* [Given entries]
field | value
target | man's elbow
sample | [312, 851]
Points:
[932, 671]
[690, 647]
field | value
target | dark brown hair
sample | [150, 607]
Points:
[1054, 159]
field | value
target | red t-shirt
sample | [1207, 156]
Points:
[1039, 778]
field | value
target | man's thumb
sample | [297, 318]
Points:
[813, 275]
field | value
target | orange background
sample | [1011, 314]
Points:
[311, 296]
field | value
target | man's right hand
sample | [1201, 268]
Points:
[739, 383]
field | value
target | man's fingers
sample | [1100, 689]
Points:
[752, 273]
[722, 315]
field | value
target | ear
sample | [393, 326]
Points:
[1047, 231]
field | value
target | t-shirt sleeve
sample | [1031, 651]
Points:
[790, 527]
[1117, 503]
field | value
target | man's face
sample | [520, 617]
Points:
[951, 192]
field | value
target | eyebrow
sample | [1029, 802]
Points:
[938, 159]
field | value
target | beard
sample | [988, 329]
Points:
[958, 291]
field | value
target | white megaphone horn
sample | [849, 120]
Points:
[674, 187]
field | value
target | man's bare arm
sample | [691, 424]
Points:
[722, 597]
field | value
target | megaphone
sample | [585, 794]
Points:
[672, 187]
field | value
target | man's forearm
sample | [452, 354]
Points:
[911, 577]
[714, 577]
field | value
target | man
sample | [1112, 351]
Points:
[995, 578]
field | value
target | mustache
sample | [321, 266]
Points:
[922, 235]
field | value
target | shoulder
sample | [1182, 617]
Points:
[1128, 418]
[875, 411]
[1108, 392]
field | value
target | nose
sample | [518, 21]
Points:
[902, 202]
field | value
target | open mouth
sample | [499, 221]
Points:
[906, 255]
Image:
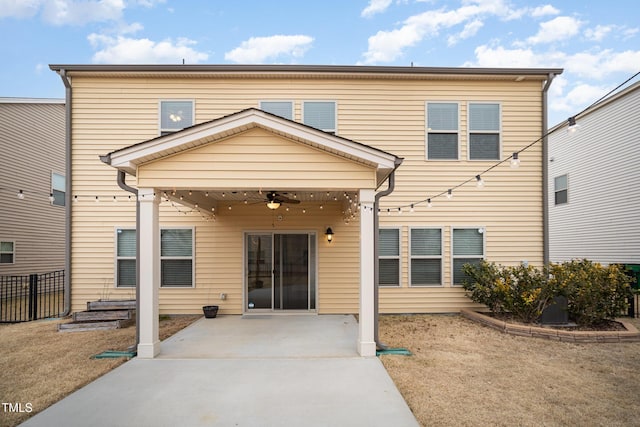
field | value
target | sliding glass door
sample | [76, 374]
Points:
[280, 271]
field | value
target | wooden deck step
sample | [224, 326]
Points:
[94, 326]
[111, 305]
[88, 316]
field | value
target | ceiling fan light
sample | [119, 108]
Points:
[272, 204]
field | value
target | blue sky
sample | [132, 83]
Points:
[596, 42]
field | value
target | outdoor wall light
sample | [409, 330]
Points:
[272, 204]
[329, 234]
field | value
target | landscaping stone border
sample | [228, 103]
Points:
[630, 335]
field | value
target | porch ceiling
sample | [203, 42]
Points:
[215, 202]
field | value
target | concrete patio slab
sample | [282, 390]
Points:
[252, 371]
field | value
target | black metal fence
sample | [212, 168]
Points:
[31, 297]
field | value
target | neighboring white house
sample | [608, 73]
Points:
[32, 188]
[594, 201]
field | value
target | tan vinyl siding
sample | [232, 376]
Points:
[112, 113]
[32, 146]
[256, 159]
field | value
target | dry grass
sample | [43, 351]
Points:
[41, 365]
[465, 374]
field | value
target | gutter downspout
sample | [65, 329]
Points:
[545, 172]
[376, 244]
[121, 179]
[122, 184]
[68, 200]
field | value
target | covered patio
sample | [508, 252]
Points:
[244, 171]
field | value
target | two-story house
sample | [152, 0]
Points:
[259, 187]
[32, 188]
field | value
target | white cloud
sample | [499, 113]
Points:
[495, 57]
[19, 9]
[260, 49]
[375, 6]
[601, 64]
[387, 46]
[545, 10]
[598, 33]
[124, 50]
[469, 30]
[560, 28]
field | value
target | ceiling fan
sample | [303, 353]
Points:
[275, 199]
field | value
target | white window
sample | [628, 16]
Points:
[425, 257]
[279, 108]
[176, 257]
[125, 258]
[320, 115]
[468, 248]
[175, 115]
[442, 131]
[7, 252]
[389, 256]
[484, 131]
[58, 189]
[561, 189]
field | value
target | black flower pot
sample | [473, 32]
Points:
[210, 311]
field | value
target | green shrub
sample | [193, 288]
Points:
[484, 285]
[520, 290]
[594, 292]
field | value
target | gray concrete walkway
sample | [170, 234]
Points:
[290, 370]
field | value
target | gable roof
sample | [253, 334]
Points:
[129, 158]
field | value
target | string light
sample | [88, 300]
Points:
[573, 126]
[515, 161]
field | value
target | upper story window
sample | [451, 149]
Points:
[175, 115]
[389, 256]
[561, 189]
[442, 131]
[58, 188]
[425, 256]
[7, 252]
[320, 115]
[484, 131]
[279, 108]
[468, 248]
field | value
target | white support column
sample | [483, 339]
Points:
[366, 340]
[149, 262]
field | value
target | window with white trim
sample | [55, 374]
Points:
[320, 115]
[425, 256]
[484, 131]
[7, 252]
[125, 258]
[175, 115]
[389, 256]
[176, 257]
[279, 108]
[467, 248]
[442, 130]
[561, 189]
[58, 189]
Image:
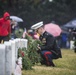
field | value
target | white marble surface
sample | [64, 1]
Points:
[2, 59]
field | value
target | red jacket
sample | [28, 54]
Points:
[5, 27]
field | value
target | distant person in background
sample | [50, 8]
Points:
[5, 27]
[49, 49]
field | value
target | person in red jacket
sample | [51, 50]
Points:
[5, 27]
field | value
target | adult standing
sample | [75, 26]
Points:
[49, 50]
[5, 27]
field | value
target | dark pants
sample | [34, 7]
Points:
[47, 58]
[4, 38]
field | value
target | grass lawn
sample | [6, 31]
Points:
[64, 66]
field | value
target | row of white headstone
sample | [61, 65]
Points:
[8, 55]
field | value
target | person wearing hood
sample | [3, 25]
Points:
[5, 27]
[49, 49]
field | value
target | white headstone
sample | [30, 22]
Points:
[8, 58]
[13, 48]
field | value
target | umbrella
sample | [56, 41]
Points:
[71, 24]
[17, 19]
[54, 29]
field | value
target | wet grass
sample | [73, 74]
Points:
[64, 66]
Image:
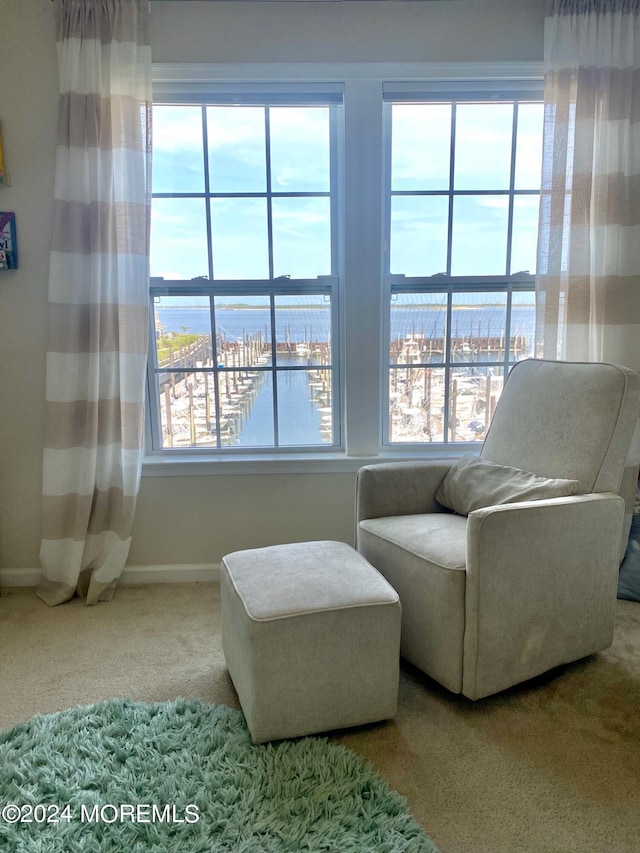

* [What needs to be done]
List every line of the lines above that contains the word "dark".

* [Finished answer]
target | dark brown hair
target | dark pants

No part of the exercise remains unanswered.